#### WORK TO BE COMPLETED
Edit the records below so that every occurrence of "Habitat-census task" reads "Labeling task", leaving all other text unchanged.

#### SOURCE RECORDS
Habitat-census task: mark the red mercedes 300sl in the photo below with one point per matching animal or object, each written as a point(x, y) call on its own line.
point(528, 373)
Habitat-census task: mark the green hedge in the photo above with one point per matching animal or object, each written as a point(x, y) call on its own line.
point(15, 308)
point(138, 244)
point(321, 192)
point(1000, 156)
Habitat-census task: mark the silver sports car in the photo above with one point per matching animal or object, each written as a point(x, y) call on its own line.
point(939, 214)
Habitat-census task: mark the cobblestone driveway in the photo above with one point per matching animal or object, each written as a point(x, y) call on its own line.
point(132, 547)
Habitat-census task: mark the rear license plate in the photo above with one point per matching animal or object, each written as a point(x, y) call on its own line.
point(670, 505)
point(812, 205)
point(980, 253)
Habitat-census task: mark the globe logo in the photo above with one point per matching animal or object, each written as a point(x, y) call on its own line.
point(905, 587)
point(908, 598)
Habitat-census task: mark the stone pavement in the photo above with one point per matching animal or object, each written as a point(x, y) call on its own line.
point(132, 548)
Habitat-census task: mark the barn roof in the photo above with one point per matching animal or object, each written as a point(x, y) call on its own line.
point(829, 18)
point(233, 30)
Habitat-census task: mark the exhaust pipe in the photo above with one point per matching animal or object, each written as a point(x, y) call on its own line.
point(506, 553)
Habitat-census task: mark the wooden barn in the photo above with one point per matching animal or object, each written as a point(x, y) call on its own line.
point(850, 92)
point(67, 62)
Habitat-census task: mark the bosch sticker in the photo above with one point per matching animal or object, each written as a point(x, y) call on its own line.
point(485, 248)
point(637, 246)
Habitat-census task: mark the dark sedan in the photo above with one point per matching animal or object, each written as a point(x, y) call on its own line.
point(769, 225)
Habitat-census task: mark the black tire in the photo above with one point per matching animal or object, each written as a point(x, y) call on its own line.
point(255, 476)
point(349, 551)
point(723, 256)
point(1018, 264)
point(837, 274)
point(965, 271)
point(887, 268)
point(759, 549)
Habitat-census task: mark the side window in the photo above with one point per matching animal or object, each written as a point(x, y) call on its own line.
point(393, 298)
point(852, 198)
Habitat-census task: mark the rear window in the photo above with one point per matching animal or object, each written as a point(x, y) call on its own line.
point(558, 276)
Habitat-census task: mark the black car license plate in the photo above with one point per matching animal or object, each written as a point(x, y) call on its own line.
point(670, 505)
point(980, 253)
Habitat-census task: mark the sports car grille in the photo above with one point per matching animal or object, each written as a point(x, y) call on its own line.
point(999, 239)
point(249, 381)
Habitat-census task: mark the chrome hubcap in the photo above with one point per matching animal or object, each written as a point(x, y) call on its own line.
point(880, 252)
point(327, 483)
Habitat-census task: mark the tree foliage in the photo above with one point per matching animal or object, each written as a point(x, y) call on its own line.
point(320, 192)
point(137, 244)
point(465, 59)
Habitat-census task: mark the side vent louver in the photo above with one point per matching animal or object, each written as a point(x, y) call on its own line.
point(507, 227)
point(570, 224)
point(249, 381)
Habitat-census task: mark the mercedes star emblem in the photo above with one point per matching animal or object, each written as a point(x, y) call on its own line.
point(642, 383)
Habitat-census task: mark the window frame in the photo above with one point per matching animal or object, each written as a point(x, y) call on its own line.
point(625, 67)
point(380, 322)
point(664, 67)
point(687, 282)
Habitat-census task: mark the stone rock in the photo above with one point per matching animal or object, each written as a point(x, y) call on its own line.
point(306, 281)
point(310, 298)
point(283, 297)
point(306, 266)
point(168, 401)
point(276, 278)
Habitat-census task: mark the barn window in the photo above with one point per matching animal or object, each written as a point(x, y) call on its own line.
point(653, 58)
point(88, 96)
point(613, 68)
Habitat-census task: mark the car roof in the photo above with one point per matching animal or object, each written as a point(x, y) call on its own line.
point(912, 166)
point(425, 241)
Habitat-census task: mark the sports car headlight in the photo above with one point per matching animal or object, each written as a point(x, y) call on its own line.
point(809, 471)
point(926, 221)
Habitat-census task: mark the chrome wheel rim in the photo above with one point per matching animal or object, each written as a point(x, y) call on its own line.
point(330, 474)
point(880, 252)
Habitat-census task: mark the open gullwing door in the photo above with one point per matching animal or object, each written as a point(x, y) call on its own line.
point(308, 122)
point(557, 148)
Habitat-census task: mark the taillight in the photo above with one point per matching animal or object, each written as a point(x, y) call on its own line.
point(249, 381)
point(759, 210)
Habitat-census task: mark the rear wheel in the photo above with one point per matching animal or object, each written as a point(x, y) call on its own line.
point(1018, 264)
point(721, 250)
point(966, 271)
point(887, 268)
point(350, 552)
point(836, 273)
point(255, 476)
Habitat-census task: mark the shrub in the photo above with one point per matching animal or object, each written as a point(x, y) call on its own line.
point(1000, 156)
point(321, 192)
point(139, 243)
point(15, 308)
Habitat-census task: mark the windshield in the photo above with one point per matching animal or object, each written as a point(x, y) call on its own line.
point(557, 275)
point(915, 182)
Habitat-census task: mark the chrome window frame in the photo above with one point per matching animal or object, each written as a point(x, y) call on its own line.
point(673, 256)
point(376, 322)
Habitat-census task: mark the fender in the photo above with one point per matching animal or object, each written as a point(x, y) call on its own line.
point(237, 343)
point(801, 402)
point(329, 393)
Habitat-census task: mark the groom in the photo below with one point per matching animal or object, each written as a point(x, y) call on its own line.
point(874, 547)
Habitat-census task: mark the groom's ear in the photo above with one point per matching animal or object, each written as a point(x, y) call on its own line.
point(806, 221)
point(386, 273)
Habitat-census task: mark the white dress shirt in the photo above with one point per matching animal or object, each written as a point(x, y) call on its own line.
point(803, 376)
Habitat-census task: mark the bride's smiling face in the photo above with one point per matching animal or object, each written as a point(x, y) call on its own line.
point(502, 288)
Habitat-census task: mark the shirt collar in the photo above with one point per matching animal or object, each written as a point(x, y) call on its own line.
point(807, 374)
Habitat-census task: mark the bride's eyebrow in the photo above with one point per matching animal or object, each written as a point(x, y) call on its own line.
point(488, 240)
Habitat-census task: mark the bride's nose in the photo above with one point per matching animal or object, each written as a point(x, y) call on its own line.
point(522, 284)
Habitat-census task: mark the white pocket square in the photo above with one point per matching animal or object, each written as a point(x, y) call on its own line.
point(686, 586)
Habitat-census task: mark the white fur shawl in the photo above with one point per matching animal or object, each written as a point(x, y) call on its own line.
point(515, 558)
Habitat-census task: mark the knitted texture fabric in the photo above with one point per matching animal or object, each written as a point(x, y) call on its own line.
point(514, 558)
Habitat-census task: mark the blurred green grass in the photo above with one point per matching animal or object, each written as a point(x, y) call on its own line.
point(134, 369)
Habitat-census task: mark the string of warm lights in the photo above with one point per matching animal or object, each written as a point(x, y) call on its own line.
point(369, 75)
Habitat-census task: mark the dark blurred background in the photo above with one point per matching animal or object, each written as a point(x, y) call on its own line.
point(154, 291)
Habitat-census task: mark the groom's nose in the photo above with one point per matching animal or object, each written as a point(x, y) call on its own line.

#### ANSWER TO THIS TASK
Labeling task: mark the red mercedes 300sl in the photo below with one point per matching animal or object, each written as a point(x, y) call on its own line.
point(528, 373)
Labeling task: mark the green hedge in the photo above with one point per matching animal or object, each written as a point(x, y) call on its own line.
point(15, 308)
point(138, 244)
point(321, 192)
point(1000, 156)
Labeling task: mark the silver sports car in the photo above with one point per matching animal or object, each written as a point(x, y) call on its own line.
point(939, 214)
Labeling task: mark the cobblestone driveway in the photo above with one point per matching animal or object, each written as a point(x, y) call on its own line.
point(132, 547)
Labeling task: mark the rear license plate in the photo above with one point per matching animal or object, each written as a point(x, y) call on its own line.
point(670, 505)
point(812, 205)
point(980, 253)
Labeling task: mark the globe logo in the photo above with one point per matching animal or object, each written as a point(x, y) call on its own line.
point(905, 587)
point(908, 598)
Labeling task: mark the stone pavement in the photo above with one point per matching animal or object, each written as a point(x, y) call on its own line.
point(132, 548)
Labeling task: mark the barn roof in the photo above with one point per matching animal or object, each written as a point(x, y) call on its own line.
point(829, 18)
point(233, 30)
Labeling task: mark the exhaust pipe in the photo above with one point per matching animal or object, each written as a point(x, y) call on its own line.
point(506, 553)
Labeling task: mark the wooden barn in the photo above with one point per matching animal or object, each written as a point(x, y) call on its own line.
point(850, 92)
point(67, 62)
Labeling task: mark the bosch sticker in the photo above with one point per matching animal or object, each written as a point(x, y) call on its own line.
point(485, 248)
point(637, 246)
Labeling task: mark the dark sedan in the photo above with one point per matching animal or object, each written as a point(x, y) call on its own line.
point(769, 225)
Labeling task: mark the black tire in the photo above with one point per matching animal or object, each written as a point(x, y) call on its own line.
point(255, 476)
point(349, 551)
point(723, 256)
point(1018, 264)
point(837, 274)
point(965, 271)
point(887, 268)
point(759, 549)
Labeling task: mark the side window in the photo above with one point per matching animal or object, each written as a point(x, y) call on its own line.
point(393, 298)
point(852, 198)
Labeling task: mark the rear window in the photo above with one point per matching animal or object, each written as a point(x, y) call on its own line.
point(558, 276)
Labeling task: mark the black car license plate in the photo above with one point per matching animal or object, each written as a point(x, y) call on its own line.
point(670, 505)
point(980, 253)
Labeling task: mark the sports car grille in the photo above with one point per matching animal or object, each written as a point(x, y) call on its own line.
point(999, 239)
point(249, 381)
Labeling task: mark the chrome hubcap in the photo above with one point per matching animal or object, each written as a point(x, y) call on its own line.
point(880, 252)
point(327, 483)
Labeling task: mark the tree foliage in the photo above with one point per matching animal or object, each written as a point(x, y) call on its own line.
point(320, 192)
point(137, 244)
point(465, 59)
Labeling task: mark the side vent louver in the photo above with one point per matching animal or object, each written as a point(x, y) call on its own line.
point(507, 227)
point(570, 224)
point(249, 381)
Labeling task: mark the mercedes star emblem in the photo above with one point per matching animal or object, each written as a point(x, y) call on its own line.
point(642, 383)
Labeling task: mark the window frame in the photo above with one point per matching animal or object, each written as a point(x, y) call on its own line.
point(625, 67)
point(380, 322)
point(664, 67)
point(687, 282)
Labeling task: mark the stone rock in the photo above with one point per matching animal or object, each written as a point(x, y) call on its own line.
point(306, 281)
point(310, 298)
point(283, 297)
point(306, 266)
point(168, 401)
point(276, 278)
Labeling task: mark the barn window in the photo above with one point per matching animal or object, each written as a point(x, y) call on its own line.
point(653, 58)
point(88, 96)
point(613, 68)
Labeling task: mark the car roof in the photo above with one point per matching animal or object, each written as a point(x, y) call on its own line.
point(912, 166)
point(425, 241)
Labeling task: mark the sports car headlight in the photo above with one point per matching animal or object, each written as a point(x, y) call on its own line.
point(809, 471)
point(926, 221)
Labeling task: mark the chrome wheel rim in the photo above with one point per matching animal or object, each written as a point(x, y) call on its own line.
point(330, 474)
point(880, 252)
Labeling task: mark the open gullwing door in the photo above with one point per matching animal or object, each written as a point(x, y) call on its own line.
point(308, 122)
point(557, 148)
Labeling task: mark the taillight in the photo above with one point per matching animal or object, each written as a point(x, y) call on its own line.
point(249, 381)
point(759, 210)
Labeling task: mark the rear wheel in the photo above with one point per matching animal or object, each written as a point(x, y) call on its own line.
point(1018, 264)
point(721, 250)
point(966, 271)
point(887, 268)
point(350, 552)
point(836, 273)
point(255, 476)
Labeling task: mark the shrub in the photo above with one point per matching animal or object, each written as a point(x, y) call on its own line.
point(1000, 156)
point(321, 192)
point(139, 243)
point(15, 308)
Labeling task: mark the windshield in the photo above with one point per matching animal or object, each written as a point(x, y) call on its own line.
point(557, 275)
point(915, 182)
Labeling task: mark the chrome window frame in the photo above with one point per matching animal or object, each written as a point(x, y) call on its own line.
point(673, 256)
point(376, 322)
Labeling task: mark the fender in the photo above with one point per matching animal or object, each written as a point(x, y) call on its own line.
point(237, 343)
point(801, 402)
point(329, 393)
Labeling task: mark the groom in the photo below with one point per matching animal or object, each written as a point(x, y) call on its own line.
point(874, 547)
Labeling task: mark the groom's ear in the photo above with one point per matching animal or object, each written as a point(x, y) call on its own line.
point(806, 221)
point(386, 273)
Labeling task: mark the white dress shirt in the photo above with one point per matching animal or object, each written as a point(x, y) call on its own line.
point(803, 376)
Labeling task: mark the bride's smiling face in the photo above with one point per matching animal or object, each written as a point(x, y) call on its own line.
point(502, 288)
Labeling task: mark the shirt collar in the photo above with one point per matching animal or object, each written as a point(x, y) call on its own line.
point(807, 374)
Labeling task: mark the bride's eyebrow in the photo above with one point per matching animal or object, each written as a point(x, y) call on its own line.
point(488, 240)
Labeling task: mark the bride's nose in the photo above with one point per matching animal or object, each written as a point(x, y) call on its own line.
point(522, 284)
Labeling task: mark the white pocket square in the photo above with one point per matching animal or object, each written as a point(x, y) call on its own line.
point(686, 586)
Labeling task: mark the white fur shawl in the photo above with one point per matching animal or object, each written as a point(x, y) call on its own line.
point(515, 558)
Labeling task: mark the knitted texture fabric in the photo above with one point per matching animal or object, each written as a point(x, y) call on its own line.
point(514, 558)
Labeling task: mark the blurred green grass in the photo above with one point per matching animal or object, each written as a point(x, y) call on its own line.
point(134, 369)
Labeling task: mark the string of warm lights in the photo above with one point per matching animal or object, each written as a point(x, y) call on its own line.
point(369, 75)
Labeling task: mark the dark blurred background in the photo above with one point per matching animal or object, each written as a point(x, y) call on its own line.
point(154, 291)
Labeling task: mark the groom's nose in the photo above with one point per matching animal or object, each written as a point(x, y) call on its own line.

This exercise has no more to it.